** Aim of the task **
Your task is to extract every entry that follows word for word while excluding the pictures.

** Data records **
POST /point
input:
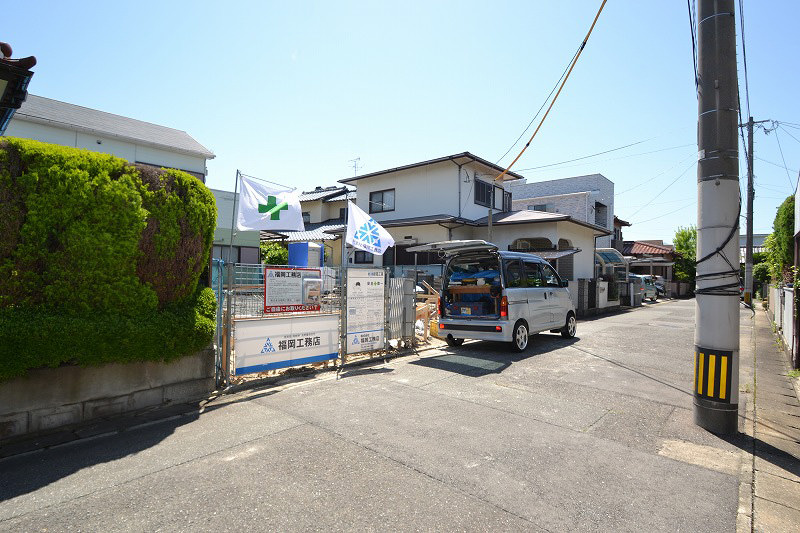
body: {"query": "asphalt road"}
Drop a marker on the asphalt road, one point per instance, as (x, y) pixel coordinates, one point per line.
(590, 434)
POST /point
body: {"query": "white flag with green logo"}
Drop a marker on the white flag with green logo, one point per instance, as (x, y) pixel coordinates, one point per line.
(265, 207)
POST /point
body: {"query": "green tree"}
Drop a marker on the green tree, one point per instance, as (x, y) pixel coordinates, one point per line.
(686, 245)
(780, 243)
(274, 253)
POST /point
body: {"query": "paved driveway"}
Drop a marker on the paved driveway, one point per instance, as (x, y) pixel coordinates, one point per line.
(595, 433)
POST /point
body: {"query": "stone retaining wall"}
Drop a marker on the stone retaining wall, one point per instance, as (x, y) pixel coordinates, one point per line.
(50, 398)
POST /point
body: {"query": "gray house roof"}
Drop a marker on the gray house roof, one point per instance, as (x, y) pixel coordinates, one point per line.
(83, 119)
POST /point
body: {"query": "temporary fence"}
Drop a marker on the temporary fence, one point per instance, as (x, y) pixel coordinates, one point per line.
(275, 316)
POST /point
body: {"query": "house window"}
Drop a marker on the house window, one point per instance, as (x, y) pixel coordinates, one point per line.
(381, 201)
(362, 258)
(483, 193)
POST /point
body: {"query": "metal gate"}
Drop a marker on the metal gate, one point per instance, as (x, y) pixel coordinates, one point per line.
(401, 309)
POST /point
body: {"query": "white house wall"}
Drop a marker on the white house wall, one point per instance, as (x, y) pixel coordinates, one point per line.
(426, 190)
(129, 151)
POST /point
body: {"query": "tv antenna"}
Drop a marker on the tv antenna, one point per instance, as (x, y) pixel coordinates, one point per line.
(356, 165)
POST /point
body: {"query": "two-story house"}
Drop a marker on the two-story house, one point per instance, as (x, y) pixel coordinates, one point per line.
(587, 198)
(451, 198)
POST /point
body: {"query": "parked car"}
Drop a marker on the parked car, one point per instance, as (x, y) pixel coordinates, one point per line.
(502, 296)
(646, 287)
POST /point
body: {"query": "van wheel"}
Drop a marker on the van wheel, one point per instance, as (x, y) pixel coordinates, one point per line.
(519, 337)
(452, 341)
(570, 328)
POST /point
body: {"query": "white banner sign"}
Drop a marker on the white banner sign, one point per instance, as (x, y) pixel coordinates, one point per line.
(365, 309)
(283, 342)
(292, 289)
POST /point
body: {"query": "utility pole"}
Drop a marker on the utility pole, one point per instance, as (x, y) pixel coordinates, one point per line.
(748, 250)
(716, 378)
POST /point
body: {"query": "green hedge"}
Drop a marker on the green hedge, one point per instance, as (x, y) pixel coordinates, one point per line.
(32, 338)
(99, 259)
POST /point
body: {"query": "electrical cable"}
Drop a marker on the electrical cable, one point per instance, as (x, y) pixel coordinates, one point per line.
(540, 168)
(731, 288)
(690, 156)
(780, 148)
(665, 214)
(692, 30)
(665, 188)
(553, 101)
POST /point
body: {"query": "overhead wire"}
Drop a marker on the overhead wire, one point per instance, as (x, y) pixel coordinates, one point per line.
(540, 167)
(540, 108)
(553, 101)
(665, 188)
(690, 156)
(666, 214)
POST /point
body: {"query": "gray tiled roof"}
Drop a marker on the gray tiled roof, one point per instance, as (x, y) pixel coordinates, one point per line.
(316, 194)
(314, 232)
(74, 117)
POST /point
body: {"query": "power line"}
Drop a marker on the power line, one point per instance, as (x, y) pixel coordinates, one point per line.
(780, 148)
(693, 31)
(540, 108)
(553, 101)
(666, 214)
(744, 59)
(540, 168)
(657, 175)
(665, 188)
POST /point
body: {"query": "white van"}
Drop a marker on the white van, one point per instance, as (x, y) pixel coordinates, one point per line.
(501, 296)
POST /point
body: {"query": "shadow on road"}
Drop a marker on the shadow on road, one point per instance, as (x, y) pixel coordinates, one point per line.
(27, 473)
(480, 358)
(780, 458)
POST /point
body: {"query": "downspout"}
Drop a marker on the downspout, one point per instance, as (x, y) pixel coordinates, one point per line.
(459, 186)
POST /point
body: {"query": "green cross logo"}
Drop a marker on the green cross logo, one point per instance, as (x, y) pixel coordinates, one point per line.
(273, 208)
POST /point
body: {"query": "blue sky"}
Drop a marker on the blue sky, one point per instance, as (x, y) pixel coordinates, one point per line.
(291, 91)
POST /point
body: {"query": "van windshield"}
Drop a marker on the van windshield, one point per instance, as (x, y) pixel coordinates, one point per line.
(472, 286)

** Complete response **
POST /point
input:
body: {"query": "asphalt road"}
Drop a marker on the asphalt road, one point per instance, as (x, y) pixel coordinates, one point per line.
(590, 434)
POST /point
body: {"query": "white flag with green logo"}
Drop a marker on the white flag with green logo, one point per instance, as (x, y) pixel coordinates, one point per line.
(265, 207)
POST /point
body: {"query": "green tree"}
Drop a marker on the green tree, one point per instance, as (x, y) pixel coordinates, one point per line.
(686, 245)
(780, 243)
(274, 253)
POST /point
body: {"query": "paved driveway"}
Drop a marker on the paved driveway, one point per instance, as (x, y) pixel coordinates, one point per line.
(595, 433)
POST /point
body: {"query": "stone retaining wall"}
Drop a marker on the stone retaining wall, one point per instance, as (x, y) pixel coordinates, one point per line.
(50, 398)
POST /point
body: {"query": "gray house roof"}
Drop a marker on the gray house roof, one point per instance, as (x, y) pixel coordinates, one point per line.
(83, 119)
POST /point
body: {"query": "temporary fence"}
Drop a marker on the temporary fence, one point per instance, as (x, y) pixel coordinates, one point per line.
(275, 316)
POST /point
body: {"query": "house window"}
Drop a marker on the house window, one point per instance, as (x, y) pixel coordinates, one point per line.
(381, 201)
(362, 258)
(483, 193)
POST /point
body: {"query": "metal gate"}
Drop a marker on the metal gate, one point per instance, as (x, y) pixel coordinates, one point per line.
(401, 309)
POST /point
body: {"query": "white house wall"}
Drop a marker on the white house wall, one point per instance, as (x, y) pixel coordinates, one point per line.
(426, 190)
(129, 151)
POST /point
body: {"query": "tv antenna"}
Drop a marker on the tv antenna, one point per instance, as (x, y) pixel coordinates, one point per line.
(356, 165)
POST /point
body: {"query": "two-story house"}
Drop a marker on the two-story house, one point per instance, as (x, y) pixel coordinates, one point per line.
(587, 198)
(451, 198)
POST /point
body: {"query": "parked car"}
Drop a marker on the parked car, one point per instance, as (x, y) pixel coordinates, one point per line.
(502, 296)
(646, 287)
POST /point
body: {"query": "van wheel"}
Drop a marker on the van wheel, one point per instance, as (x, y) pixel coordinates, one point per line.
(519, 337)
(452, 341)
(570, 328)
POST /point
body: {"query": "white banner sign"}
Drop a marker on the white banner sign, one point per instance, as (x, y) pixel coordinates, one point per line.
(365, 309)
(283, 342)
(292, 289)
POST /point
body: {"query": "utility pole"}
Drop a marker on the utility pole, one point per instance, as (x, y) pixel coordinates, one point per line.
(748, 250)
(716, 378)
POST /point
body: {"query": "green hedge"}
Drop a marker on the green hedge, one point per instance, as (x, y) pixel coordinates, one point per line.
(32, 338)
(99, 259)
POST /point
body: {"query": "electrical cable"}
Drop a marker on the electrical cable, one point per instance, as (x, y) pixel coordinates, one point per line.
(540, 168)
(731, 288)
(690, 156)
(780, 148)
(665, 214)
(692, 30)
(665, 188)
(553, 101)
POST /point
body: {"query": "overhead wire"}
Drop a marker on the overhead wire, one point per instance, as (x, y) pixel coordinates, one point per line.
(540, 167)
(540, 108)
(553, 101)
(665, 188)
(690, 156)
(666, 214)
POST /point
body: {"query": "gray tiled roof"}
Drop a marker on the gray tiled roof, one point per instance, as (x, y) pixel coordinates, one point per line.
(316, 194)
(314, 232)
(74, 117)
POST /point
body: {"query": "power line"}
Drop a marker on the power line, one point per instance, as (x, y) pixel coordinates, one point per line.
(780, 148)
(693, 31)
(540, 108)
(553, 101)
(666, 214)
(744, 59)
(540, 168)
(657, 175)
(665, 188)
POST /point
body: {"query": "white van"}
Drop a marker on the white van, one point per instance, as (x, y) pixel coordinates, one point per line.
(501, 296)
POST /point
body: {"query": "shadow on road"}
Drop a marker on the shadow on road, one point per instance, as (x, y) pixel coordinates, one point per line.
(27, 473)
(480, 358)
(780, 458)
POST /point
body: {"query": "downspout"}
Drop a marker on the downspout, one point per instance, as (x, y) pixel coordinates, one point per line.
(459, 186)
POST /point
body: {"query": "green cross logo"}
Drop a marker on the green cross logo, one point per instance, as (x, y) pixel coordinates, one point per line.
(273, 208)
POST /point
body: {"query": "blue sky"}
Drop a marker on the blue sky, one point per instance, as (x, y) pixel coordinates, one point per line.
(291, 91)
POST /point
body: {"query": "van windshield"}
Drop a marker on the van windshield, one point per instance, as (x, y) pixel coordinates, one point per line.
(472, 286)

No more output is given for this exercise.